> [TRY IT]: Reproduce every one of these lines without changing anything.

-- EXERCISE INPUTS follows --

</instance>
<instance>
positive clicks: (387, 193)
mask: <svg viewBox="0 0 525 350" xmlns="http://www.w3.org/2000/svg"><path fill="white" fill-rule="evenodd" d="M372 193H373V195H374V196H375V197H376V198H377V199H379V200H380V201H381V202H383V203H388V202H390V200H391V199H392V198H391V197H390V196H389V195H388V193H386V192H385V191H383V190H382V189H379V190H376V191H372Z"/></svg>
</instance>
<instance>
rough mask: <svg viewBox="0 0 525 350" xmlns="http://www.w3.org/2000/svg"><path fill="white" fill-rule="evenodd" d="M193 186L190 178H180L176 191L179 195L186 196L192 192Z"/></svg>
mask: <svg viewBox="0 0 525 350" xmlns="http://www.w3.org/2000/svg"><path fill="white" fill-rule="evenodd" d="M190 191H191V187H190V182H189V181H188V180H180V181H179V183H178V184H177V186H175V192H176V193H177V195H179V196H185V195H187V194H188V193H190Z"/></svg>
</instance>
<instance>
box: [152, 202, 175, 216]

-- EXERCISE INPUTS concluded --

> [OUTPUT OF THE EXERCISE]:
</instance>
<instance>
positive clicks: (387, 193)
mask: <svg viewBox="0 0 525 350" xmlns="http://www.w3.org/2000/svg"><path fill="white" fill-rule="evenodd" d="M372 193H373V195H374V196H375V197H376V198H377V199H379V200H380V201H381V202H383V203H388V202H390V200H391V199H392V198H391V197H390V196H389V195H388V193H386V192H385V191H383V190H382V189H379V190H376V191H372Z"/></svg>
</instance>
<instance>
rough mask: <svg viewBox="0 0 525 350" xmlns="http://www.w3.org/2000/svg"><path fill="white" fill-rule="evenodd" d="M193 186L190 178H180L176 191L179 195L186 196L192 192Z"/></svg>
mask: <svg viewBox="0 0 525 350" xmlns="http://www.w3.org/2000/svg"><path fill="white" fill-rule="evenodd" d="M190 191H191V187H190V182H189V181H188V180H180V181H179V183H178V184H177V186H175V192H176V193H177V195H179V196H185V195H187V194H188V193H190Z"/></svg>
</instance>
<instance>
box: [152, 202, 175, 216]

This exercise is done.